___ Material for this task ___

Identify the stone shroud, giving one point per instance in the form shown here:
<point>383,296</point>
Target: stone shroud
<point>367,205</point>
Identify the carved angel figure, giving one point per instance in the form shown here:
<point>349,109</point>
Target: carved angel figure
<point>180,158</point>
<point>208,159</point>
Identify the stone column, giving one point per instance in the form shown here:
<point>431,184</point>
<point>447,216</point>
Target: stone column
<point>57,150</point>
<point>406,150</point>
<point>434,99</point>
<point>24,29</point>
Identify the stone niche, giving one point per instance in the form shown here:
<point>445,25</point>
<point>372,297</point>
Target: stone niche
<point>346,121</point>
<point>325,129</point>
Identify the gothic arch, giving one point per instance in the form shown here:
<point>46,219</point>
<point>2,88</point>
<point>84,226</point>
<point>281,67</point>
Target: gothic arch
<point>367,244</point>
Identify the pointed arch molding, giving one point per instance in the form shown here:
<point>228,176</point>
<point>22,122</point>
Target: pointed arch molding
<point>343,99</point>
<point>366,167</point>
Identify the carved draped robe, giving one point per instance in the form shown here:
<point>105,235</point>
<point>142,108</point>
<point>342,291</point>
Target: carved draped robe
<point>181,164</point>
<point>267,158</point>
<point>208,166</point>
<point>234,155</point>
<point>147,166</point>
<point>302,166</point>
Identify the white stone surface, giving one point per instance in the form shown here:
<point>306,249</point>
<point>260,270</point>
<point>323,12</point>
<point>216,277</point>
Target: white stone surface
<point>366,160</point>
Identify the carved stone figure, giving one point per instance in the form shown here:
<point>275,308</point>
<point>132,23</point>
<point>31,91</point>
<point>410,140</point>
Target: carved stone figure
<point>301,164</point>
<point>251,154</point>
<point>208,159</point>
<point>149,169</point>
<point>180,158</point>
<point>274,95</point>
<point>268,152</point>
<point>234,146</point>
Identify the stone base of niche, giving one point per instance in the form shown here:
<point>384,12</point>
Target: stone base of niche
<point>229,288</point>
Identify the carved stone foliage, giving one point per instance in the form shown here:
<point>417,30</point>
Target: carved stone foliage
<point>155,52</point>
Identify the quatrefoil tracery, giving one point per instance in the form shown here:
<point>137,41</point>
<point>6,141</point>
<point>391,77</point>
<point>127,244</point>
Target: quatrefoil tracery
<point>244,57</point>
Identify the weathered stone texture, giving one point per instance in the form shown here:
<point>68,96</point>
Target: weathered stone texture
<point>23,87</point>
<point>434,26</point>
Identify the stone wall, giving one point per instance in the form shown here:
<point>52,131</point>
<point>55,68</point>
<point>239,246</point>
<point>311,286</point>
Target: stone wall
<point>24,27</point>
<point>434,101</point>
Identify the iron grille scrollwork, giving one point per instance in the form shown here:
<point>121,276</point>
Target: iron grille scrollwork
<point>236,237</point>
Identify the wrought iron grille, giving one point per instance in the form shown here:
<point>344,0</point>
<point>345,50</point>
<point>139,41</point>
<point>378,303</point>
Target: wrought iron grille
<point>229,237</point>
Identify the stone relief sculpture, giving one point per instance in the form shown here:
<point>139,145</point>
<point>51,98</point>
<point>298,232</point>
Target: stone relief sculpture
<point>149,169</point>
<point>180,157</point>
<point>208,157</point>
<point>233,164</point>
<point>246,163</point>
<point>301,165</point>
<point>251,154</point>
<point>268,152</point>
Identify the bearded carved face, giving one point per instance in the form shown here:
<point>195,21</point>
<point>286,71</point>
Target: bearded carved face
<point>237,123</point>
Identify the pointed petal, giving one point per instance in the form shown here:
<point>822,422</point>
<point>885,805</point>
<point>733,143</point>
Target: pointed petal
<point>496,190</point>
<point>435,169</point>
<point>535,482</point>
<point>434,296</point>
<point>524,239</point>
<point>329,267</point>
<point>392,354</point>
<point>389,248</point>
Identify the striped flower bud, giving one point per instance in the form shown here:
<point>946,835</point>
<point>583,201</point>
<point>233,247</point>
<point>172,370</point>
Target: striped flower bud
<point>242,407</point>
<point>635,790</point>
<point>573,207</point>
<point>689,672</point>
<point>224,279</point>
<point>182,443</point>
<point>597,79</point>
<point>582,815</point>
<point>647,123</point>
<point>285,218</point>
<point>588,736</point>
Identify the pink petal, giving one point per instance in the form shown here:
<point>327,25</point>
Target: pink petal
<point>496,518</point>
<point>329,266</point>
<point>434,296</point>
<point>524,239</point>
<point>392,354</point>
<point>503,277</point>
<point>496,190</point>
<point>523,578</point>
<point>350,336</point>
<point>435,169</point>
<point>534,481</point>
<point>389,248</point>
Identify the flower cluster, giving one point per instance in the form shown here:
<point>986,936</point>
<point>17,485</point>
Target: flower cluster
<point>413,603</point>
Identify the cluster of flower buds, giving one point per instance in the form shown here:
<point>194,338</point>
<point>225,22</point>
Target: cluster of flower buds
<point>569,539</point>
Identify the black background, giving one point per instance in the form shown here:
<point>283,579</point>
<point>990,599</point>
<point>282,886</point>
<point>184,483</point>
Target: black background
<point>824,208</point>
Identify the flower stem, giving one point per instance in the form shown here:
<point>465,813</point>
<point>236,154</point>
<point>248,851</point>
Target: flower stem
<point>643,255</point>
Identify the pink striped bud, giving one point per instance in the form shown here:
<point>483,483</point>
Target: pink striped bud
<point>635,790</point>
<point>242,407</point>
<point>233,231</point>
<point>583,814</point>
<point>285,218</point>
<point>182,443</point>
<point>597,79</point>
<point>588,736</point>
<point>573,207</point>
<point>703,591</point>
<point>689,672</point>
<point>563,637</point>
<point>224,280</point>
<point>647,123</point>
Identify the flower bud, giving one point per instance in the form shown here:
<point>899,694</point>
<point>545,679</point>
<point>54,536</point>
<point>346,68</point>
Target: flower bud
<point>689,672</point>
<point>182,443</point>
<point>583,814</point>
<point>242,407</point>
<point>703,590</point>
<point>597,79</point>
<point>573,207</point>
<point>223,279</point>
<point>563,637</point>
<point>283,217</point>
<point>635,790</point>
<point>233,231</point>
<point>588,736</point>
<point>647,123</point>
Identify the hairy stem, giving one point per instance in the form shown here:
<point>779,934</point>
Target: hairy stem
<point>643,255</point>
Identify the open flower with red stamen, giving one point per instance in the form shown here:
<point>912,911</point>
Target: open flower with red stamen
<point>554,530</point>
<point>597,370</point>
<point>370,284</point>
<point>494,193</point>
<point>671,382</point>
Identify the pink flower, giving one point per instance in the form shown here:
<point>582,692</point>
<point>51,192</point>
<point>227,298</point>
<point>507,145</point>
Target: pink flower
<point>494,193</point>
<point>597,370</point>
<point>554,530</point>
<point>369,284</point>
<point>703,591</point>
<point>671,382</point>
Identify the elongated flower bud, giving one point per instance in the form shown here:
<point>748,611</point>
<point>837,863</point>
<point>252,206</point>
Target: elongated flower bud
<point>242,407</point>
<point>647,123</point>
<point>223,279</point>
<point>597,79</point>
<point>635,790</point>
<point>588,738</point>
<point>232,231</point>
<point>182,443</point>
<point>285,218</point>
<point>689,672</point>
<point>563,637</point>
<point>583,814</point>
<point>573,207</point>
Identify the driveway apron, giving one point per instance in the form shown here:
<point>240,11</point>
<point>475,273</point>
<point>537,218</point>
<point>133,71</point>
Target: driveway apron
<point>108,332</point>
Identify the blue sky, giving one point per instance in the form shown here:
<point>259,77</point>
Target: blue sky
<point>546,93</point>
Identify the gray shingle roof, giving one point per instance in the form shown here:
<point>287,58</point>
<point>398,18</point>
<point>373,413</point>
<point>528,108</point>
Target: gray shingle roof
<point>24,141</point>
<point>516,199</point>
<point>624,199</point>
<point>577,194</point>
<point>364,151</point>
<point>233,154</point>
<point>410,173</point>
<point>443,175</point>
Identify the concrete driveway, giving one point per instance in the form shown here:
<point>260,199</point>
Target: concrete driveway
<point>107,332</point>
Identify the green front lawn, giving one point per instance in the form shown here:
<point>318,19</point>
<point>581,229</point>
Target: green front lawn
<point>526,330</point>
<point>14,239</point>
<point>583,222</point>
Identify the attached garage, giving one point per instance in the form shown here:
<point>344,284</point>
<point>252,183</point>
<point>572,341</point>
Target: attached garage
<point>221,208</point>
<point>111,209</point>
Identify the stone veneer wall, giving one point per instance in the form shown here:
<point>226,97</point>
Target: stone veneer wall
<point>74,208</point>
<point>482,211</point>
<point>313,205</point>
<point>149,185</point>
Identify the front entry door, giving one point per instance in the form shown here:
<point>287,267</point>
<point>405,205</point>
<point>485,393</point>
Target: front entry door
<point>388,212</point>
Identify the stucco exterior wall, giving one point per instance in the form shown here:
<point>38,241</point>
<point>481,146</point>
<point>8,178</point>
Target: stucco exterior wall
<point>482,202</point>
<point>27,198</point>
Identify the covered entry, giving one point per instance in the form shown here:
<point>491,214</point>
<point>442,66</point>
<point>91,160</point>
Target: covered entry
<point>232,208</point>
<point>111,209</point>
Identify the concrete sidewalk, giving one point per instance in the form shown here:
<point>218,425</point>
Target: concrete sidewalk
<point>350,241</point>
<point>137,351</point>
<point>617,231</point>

___

◆ What is needed:
Give back exactly the lines from the first line of the records through the line holding "<point>349,109</point>", including both of those lines and leaving out all others.

◆ Completed task:
Identify the stone shroud, giving one point per instance in the form shown here:
<point>383,296</point>
Target: stone shroud
<point>367,205</point>
Identify the carved angel figure, giving one point per instance in the form shown here:
<point>349,109</point>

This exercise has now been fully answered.